• Task prompt
All records are to be retyped faithfully and completely.

• Input for this task
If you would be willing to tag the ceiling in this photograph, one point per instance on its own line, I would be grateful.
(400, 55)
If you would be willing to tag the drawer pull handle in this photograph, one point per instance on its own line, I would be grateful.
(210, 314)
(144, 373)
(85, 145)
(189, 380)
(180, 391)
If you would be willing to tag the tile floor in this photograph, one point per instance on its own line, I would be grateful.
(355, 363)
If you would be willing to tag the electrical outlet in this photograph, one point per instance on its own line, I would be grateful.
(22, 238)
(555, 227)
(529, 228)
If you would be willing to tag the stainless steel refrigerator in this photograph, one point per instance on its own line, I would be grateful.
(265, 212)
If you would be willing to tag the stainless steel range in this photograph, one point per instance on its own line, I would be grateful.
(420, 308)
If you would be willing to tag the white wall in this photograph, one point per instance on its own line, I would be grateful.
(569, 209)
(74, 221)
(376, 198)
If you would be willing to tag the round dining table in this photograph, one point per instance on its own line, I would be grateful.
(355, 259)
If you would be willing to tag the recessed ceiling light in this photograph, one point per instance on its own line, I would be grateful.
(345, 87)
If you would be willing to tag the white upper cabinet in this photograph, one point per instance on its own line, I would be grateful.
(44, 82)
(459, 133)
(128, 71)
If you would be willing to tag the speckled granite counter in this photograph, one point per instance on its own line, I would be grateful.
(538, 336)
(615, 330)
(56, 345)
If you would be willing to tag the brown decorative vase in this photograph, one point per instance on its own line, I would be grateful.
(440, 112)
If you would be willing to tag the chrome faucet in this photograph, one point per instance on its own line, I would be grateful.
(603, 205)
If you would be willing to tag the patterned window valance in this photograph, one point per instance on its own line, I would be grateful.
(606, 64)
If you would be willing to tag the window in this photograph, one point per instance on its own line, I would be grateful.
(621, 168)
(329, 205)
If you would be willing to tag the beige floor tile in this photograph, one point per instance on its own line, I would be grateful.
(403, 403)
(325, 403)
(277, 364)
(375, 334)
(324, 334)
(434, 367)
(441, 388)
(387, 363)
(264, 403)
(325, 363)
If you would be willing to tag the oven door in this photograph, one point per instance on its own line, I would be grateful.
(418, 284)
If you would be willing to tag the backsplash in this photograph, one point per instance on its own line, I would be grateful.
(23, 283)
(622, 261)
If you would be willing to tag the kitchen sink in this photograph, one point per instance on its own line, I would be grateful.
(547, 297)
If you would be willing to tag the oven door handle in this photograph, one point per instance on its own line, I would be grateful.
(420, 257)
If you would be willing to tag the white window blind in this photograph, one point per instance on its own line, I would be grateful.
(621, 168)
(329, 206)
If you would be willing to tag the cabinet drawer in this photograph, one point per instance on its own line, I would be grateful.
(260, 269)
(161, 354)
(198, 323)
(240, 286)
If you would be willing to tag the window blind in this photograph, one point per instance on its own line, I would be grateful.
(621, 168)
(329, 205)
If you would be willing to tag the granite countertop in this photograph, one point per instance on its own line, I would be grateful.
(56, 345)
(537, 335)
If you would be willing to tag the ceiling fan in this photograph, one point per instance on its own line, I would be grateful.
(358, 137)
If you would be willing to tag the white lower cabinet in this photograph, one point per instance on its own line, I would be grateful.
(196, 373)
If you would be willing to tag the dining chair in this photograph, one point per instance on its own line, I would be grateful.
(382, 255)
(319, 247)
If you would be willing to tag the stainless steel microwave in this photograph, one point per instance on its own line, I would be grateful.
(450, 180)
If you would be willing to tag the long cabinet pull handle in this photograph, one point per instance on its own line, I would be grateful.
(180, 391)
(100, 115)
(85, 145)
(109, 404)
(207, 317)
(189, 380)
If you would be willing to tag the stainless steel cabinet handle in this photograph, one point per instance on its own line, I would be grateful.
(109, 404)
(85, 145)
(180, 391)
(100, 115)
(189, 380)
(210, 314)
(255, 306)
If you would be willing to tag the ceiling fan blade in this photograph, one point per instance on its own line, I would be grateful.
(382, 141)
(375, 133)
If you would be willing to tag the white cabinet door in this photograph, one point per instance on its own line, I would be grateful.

• Solution for this task
If you would be willing to tag the ceiling in this photograph, one point per instance on its own line, I would be grateful.
(400, 55)
If you would be willing to tag the drawer pull handle in this photograph, one point per instance on its own line, I would be grateful.
(210, 314)
(144, 373)
(85, 145)
(189, 380)
(180, 391)
If you would be willing to tag the tile floor in this photograph, one point per instance on its own line, I would be grateful.
(355, 363)
If you would be willing to tag the electrical outlet in this photograph, one point per instance on its own line, I would be grateful.
(22, 238)
(555, 227)
(529, 228)
If you would be willing to tag the stainless steel refrigerator in this photograph, one point per instance on its own line, I would be grateful.
(265, 212)
If you would be willing to tag the stainless steel range in this photograph, one point per instance on its own line, I would be grateful.
(420, 308)
If you would be willing to tag the white wall in this photograph, one point per instance on its own line, I would be grateful.
(569, 209)
(74, 221)
(376, 198)
If you would be willing to tag the round dining table in this photograph, one point per instance on its own line, I would be grateful.
(355, 259)
If you would be willing to tag the recessed ceiling light in this photograph, one point per instance on its own line, I would be grateful.
(345, 87)
If you would be willing to tag the white upper cabinet in this photograph, one point per instance on its own line, I would be grateful.
(44, 82)
(459, 133)
(128, 71)
If you would be willing to tag the speckled granite counter in this photograph, one point per instance on its own line, I would be grateful.
(538, 336)
(615, 330)
(56, 345)
If you would be willing to tag the brown decorative vase in this photograph, one point per instance on its own line, I would be grateful.
(440, 112)
If you would be willing to tag the chrome faucet in this photograph, one point per instance on its own line, I would be grateful.
(603, 205)
If you would be willing to tag the patterned window valance in this photograph, one point per instance on its own line, I would be grateful.
(606, 64)
If you would be willing to tag the window in this photograph, one point per instance on its own line, I would be grateful.
(621, 168)
(329, 205)
If you would be willing to tag the beige floor tile in this photograph, one point per instance on its own line, I would be grateful.
(403, 403)
(325, 403)
(277, 364)
(375, 334)
(324, 334)
(434, 367)
(441, 388)
(387, 363)
(264, 403)
(325, 363)
If you would be willing to tag the oven door in this photograph, one point per instance on its own line, I would be grateful.
(418, 284)
If you would be willing to tag the backsplash in this photograph, one point per instance on its own line, I would be grateful.
(23, 283)
(622, 261)
If you would be willing to tag the kitchen sink in this photograph, one point per instance on its own line, I would be grateful.
(547, 297)
If you would be willing to tag the oven door handle in this photograph, one point per instance on its own line, I would be grateful.
(420, 257)
If you would be willing to tag the white window blind in this photograph, one point per instance on its own line, I would be grateful.
(621, 168)
(329, 206)
If you would be willing to tag the cabinet drawer in this photograph, one point per instance on its own line, I would be grateful.
(260, 269)
(161, 354)
(198, 323)
(240, 286)
If you would be willing to tag the window blind in this photograph, one point per instance on its own line, I would be grateful.
(621, 168)
(329, 205)
If you would be willing to tag the granite countertop in this photograph, one point per instance on its own line, I would be grateful.
(56, 345)
(537, 335)
If you would be willing to tag the ceiling fan in this photograph, one point per instance on its own line, I would be grateful.
(358, 137)
If you would be willing to tag the white lower cabinet in this photograph, one point per instance on its own line, I would be grateful.
(196, 373)
If you would be willing to tag the dining chair in this photograph, one point per instance on its own line, I would be grateful.
(382, 255)
(319, 247)
If you would be willing to tag the stainless steel microwave in this photograph, one point per instance on its own line, I would be grateful.
(450, 180)
If you would be willing to tag the long cabinet pull handle in this photograph, one point per instance on its own line, I would be grateful.
(180, 391)
(100, 115)
(85, 145)
(109, 404)
(207, 317)
(189, 380)
If you would be willing to tag the stainless steel cabinet handle in this photograph, one point per instance on its own line, I would be grateful.
(109, 404)
(85, 145)
(180, 391)
(100, 115)
(189, 380)
(210, 314)
(255, 306)
If you would be willing to tag the ceiling fan blade in this photograph, one point per instance on its own line, I would be grateful.
(382, 141)
(375, 133)
If you would be willing to tag the white cabinet door in this photograph, one point per instance on its own line, I would be grateful.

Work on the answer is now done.